Rabu, Maret 12, 2008

Jangan Meremehkan Pertanyaan Anak

Saya ingat pada saat musim kemarau yang baru lalu ketika pulang dari masjid bersama anak pertama saya, ia bertanya kenapa tidak turun hujan. Saya jawab bahwa sekarang musim kemarau sehingga tidak turun hujan.
Suatu saat (masih dalam musim kemarau), ketika lagi-lagi saya pergi berboncengan naik motor bersama anak pertama saya, kami melewati sebuah jalan yang di sampingnya terdapat pohon-pohon yang berguguran daunnya dengan jumlah yang sangat banyak sehingga menutupi sebagian besar badan jalan itu. Di situ saya berkata kepadanya, “Di musim kemarau pohon-pohon ini meranggas, artinya mengugurkan daun-daunnya supaya mereka tidak cepat kekeringan.”
Sekarang tibalah akhir musim kemarau yang kebetulan juga disertai dengan beberapa kali hujan (Kata orang BMG mah: “Kemarau Basah”). Pada saat itu saya bepergian naik motor bersama anak pertama saya lagi melewati suatu jalan besar yang tertutupi sebagian badannya oleh dedaunan pohon-pohon yang meranggas. Oh ya, kebetulan kemarin hujan. Melihat dedaunan yang banyak ini, anak saya kemudian berkata: “Ayah, sekarang kemarau, tapi kemarin hujan.”
Kata-kata anak saya ini memang pendek, tapi membuat saya jadi berpikir bahwa anak ini mengingat penjelasan-penjelasan saya yang dulu, menyambungnya, lalu membuat kesimpulan dengan logika yang berbeda dengan penjelasan saya, tapi benar. Dengan kata lain, sebenarnya anak saya juga mempertanyakan penjelasan saya yang dulu itu.

### KETENTUAN SOAL:
Tolong lanjutkan tulisan di atas tentang pertanyaan anak pada musim kemarau, mulai setelah kalimat terakhirnya.

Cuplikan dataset
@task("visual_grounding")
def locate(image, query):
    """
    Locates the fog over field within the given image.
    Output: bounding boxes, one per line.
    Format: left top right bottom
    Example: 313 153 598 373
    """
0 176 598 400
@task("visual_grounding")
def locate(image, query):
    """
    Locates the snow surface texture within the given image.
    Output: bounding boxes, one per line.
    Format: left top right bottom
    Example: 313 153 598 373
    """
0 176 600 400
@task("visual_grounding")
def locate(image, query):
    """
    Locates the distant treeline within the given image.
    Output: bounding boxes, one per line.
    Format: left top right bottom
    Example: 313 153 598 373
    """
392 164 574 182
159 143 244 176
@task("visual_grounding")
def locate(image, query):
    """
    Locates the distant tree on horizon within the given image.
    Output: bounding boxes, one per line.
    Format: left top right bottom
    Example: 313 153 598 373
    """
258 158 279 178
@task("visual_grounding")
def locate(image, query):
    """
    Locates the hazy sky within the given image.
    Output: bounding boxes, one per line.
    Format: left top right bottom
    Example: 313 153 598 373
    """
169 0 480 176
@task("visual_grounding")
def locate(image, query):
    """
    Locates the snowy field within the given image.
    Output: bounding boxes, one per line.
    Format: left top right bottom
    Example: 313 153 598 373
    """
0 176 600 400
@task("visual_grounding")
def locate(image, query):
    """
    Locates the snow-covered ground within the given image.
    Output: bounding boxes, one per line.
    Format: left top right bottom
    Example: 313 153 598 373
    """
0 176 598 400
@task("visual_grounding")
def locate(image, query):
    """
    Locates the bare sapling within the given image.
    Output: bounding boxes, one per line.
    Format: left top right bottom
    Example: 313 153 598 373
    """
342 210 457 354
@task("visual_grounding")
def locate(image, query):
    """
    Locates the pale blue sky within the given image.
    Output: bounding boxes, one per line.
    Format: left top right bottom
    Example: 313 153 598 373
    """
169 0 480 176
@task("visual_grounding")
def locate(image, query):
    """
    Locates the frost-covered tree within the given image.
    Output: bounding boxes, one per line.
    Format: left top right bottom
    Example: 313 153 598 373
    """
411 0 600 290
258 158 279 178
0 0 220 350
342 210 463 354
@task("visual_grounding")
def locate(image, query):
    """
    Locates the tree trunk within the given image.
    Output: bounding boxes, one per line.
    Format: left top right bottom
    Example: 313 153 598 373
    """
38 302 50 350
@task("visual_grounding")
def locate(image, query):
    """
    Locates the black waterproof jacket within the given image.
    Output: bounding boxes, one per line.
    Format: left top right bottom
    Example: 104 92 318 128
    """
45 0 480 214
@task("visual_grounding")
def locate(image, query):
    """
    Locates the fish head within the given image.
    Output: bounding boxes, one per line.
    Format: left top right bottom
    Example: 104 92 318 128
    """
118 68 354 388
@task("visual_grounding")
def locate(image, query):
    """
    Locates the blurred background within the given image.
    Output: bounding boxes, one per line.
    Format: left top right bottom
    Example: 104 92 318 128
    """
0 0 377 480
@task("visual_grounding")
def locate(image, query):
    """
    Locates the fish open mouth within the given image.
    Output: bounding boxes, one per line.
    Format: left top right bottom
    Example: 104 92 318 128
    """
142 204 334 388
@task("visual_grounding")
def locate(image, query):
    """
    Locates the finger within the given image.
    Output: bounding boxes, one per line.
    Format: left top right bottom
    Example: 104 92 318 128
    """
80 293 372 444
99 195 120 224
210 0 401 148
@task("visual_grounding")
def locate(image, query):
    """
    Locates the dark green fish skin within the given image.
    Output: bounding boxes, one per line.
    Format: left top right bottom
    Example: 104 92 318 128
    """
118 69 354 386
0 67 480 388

### JAWABAN:
Benar bahwa pada dasarnya anak punya keinginan untuk tahu, kemampuan untuk menyerap suatu informasi dari mana saja (bahkan yang cuma terlintas sepersekian detik), mengingat, menalar, dan mengambil kesimpulan, tidak peduli apakah informasi yang diterimanya lengkap atau tidak, atau kesimpulannya benar atau tidak. Karena ini pula, saya dan istri berusaha menjawab pertanyaan dengan jujur, tentunya disesuaikan dengan umur anak. Kalau sekiranya jawaban yang sebenarnya belum bisa dimengerti begitu saja oleh anak saya, ya terpaksa diberi jawaban lain yang juga benar karena kami tidak mau berbohong. Contohnya ketika istri saya mengalami haidh sehingga tidak melaksanakan shalat. Kalau anak-anak (yang pertama dan kedua) saya ajak ke masjid untuk shalat maghrib atau isya’ (saya sampai di rumah sepulang kerja sudah malam), mereka suka bertanya: “Ibu tidak shalat?”. Terus terang saya merasa anak-anak seumur mereka belum waktunya dijelaskan tentang haidh. Makanya saya jawab saja: “Ibu mau neteki dede bayi dulu.” Ini sebenarnya bukan jawaban sesungguhnya kenapa ibu mereka tidak shalat, tapi pada saat mereka bertanya memang merupakan saat tidurnya adik bayi mereka yang perlu diteteki dulu. Jadi benar juga, tidak bohong.
Sebagian orang mengatakan bahwa orang tua jangan menjawab “tidak tahu” atas pertanyaan anak. Bagi saya, tidak apa-apa orang tua menjawab “tidak tahu” kalau memang tidak tahu, daripada berbohong atau asal menjawab yang ujung-ujungnya bikin susah sendiri. Lebih baik apa adanya, tapi di lain waktu ketika kita sudah dapat jawabannya, kita berikan jawaban itu kepada mereka. Ingat, nanti pun dengan semakin besar dan semakin dewasanya anak-anak kita, mereka akan dapat tahu bahwa dahulu kita orang tua mereka menjawab dengan kebohongan atau asal.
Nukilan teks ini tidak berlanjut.